Starting over
Blank pages all over the place
I was sitting on this chair when I officially handed my resignation, on July 27th, 2022.
After over five years as a full time senior UX designer for a Berlin tech company, and just over ten as a designer, my time had come to an end. I burned out and didn’t know where to go from here, literally and figuratively. At this point, I honestly thought I was only leaving a job and taking a break, but what happened over the following months forced me to face the facts: I was actually leaving a career.
Up until last summer, the plan was to come back and find a full-time designer position, in a Berlin-based company. I can’t tell for sure if I was in South Korea or Japan. Probably somewhere and sometime between the two, but I don’t think it was earlier than that.
One morning, I just wanted to start reminding myself which case studies and projects I could potentially showcase in a portfolio, because I would definitely need to have it ready before applying to open positions. After a short time browsing through folders full of design files, ppt presentations and exports of work documents, something felt off. Something felt really off.

EXERCISE> Continue the essay about leaving a design career, starting after its final sentence. The records have no connection to the essay about leaving a design career.

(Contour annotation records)
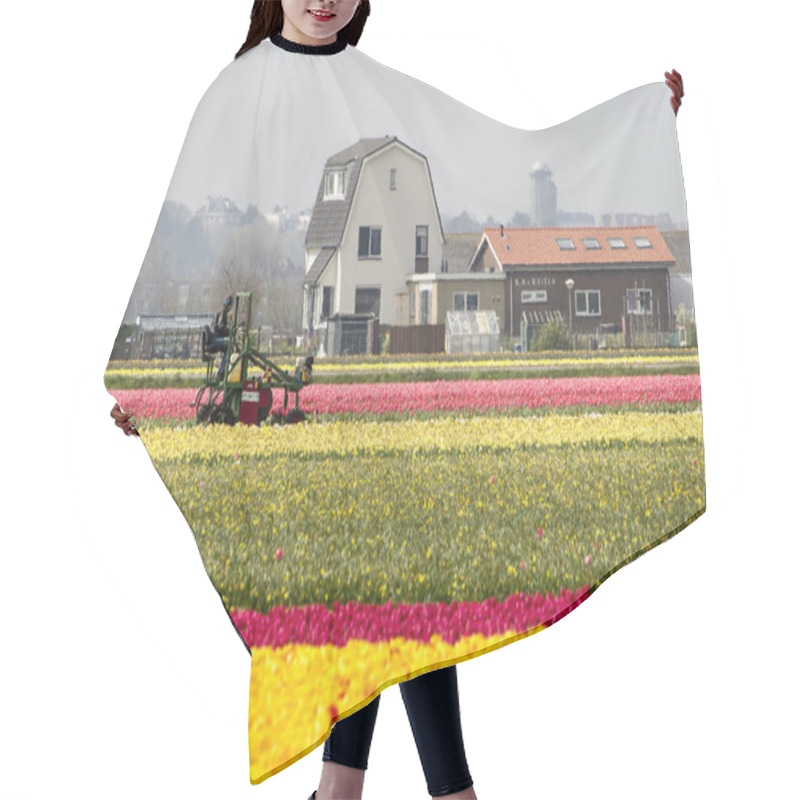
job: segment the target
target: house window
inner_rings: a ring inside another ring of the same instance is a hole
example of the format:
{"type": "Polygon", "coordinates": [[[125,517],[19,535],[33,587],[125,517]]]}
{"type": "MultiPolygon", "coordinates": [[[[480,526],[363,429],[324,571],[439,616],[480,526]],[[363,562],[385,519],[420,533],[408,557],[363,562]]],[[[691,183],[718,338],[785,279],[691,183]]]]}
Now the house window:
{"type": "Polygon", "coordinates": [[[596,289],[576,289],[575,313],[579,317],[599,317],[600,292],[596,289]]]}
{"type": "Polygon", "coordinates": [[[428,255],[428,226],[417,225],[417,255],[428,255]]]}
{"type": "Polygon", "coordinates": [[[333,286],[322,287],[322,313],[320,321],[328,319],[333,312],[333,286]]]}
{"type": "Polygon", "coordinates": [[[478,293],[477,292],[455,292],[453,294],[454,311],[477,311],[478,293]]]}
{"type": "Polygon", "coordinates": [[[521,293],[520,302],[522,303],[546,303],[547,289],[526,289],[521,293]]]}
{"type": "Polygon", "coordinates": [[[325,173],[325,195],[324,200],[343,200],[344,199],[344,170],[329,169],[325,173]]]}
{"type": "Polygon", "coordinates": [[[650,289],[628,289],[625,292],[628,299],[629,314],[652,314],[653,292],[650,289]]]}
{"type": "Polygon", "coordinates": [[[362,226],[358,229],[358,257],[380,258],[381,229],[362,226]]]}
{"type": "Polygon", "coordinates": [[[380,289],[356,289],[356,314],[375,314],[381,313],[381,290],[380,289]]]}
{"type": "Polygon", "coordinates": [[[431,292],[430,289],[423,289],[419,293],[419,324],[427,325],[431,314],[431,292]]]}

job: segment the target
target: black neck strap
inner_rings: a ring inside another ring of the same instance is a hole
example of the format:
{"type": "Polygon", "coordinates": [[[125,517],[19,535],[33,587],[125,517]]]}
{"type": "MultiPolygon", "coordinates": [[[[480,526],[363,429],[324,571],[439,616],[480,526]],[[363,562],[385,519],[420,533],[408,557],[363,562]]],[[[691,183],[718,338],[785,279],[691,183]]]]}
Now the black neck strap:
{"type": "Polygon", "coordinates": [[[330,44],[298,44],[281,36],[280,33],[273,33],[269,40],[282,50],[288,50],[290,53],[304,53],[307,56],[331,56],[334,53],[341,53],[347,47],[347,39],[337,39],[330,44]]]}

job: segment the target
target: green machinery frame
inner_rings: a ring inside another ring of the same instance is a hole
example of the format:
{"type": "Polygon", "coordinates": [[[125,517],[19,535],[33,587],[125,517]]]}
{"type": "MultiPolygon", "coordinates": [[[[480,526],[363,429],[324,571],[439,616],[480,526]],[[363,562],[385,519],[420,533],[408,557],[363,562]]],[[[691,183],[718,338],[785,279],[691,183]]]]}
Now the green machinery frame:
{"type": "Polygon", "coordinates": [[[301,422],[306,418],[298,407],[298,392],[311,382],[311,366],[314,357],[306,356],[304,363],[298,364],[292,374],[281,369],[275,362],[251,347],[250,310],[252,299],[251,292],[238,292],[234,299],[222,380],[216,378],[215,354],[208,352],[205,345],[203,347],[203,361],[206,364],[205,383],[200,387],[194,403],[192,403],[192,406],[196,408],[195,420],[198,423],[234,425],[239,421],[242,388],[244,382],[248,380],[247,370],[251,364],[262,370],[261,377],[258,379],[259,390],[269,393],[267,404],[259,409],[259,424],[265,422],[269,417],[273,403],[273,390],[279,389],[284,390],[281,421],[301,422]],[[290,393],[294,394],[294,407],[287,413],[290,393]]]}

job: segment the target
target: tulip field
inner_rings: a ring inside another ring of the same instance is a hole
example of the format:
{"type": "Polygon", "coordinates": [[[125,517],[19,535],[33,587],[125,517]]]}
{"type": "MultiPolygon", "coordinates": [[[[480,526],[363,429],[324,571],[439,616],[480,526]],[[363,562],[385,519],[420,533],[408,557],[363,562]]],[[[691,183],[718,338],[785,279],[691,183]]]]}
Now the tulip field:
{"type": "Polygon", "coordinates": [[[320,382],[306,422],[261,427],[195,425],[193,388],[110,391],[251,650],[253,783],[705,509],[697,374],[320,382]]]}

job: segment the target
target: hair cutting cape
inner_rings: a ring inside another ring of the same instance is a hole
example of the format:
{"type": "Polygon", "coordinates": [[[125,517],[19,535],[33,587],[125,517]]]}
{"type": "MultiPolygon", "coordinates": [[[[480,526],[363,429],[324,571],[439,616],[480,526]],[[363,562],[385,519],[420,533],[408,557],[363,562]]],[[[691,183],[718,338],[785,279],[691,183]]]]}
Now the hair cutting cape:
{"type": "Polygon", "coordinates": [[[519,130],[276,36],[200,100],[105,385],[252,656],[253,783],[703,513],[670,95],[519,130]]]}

TASK RESPONSE>
I was mindlessly executing a plan laid out by a burned out version of myself months earlier, and I didn’t agree with this plan anymore. I guess travelling on my own helped me gain just enough peace of mind, clarity and confidence to tell myself: “let’s be real, that’s not what you want for yourself”. No drama, no tears, just a quiet voice asking what I actually wanted. I shut down my laptop and went out for a walk.
I studied Data Analytics and Data Science last autumn, because that’s something I’ve always been curious about, but also as a way to challenge myself. If we’ve worked closely together in the past or if you know me very well, this decision shouldn’t surprise you. Did I enjoy studying a completely new subject? Yes. Did I find it easy? The analytics part was, but the data science part wasn’t. Do I want to make a career out of it?
I’m not definitely rejecting it, and there might be a career path out there where my profile and experience could be a good fit, but I don’t see it as the most likely outcome anymore. I’m glad I got to learn a lot of new things, both conceptually and technically, and these new skills won’t be lost, no matter where I decide to go next. Learning new skills was fun, and allow me to write things like that while sipping on my morning coffee, before starting the day. Just for fun.
I spent the entire winter in my living room, juggling between job applications in a quite sad market environment and working on my book. This project let me reconnect with something that I hadn’t done in a while: doing something creative for myself, on my own, from the beginning to the end. Not something to complete for a client or a company, or for anyone external. Just doing and completing something, for my own sake. I felt a stronger alignment with this project than with any of the mission statements of the companies to which I applied.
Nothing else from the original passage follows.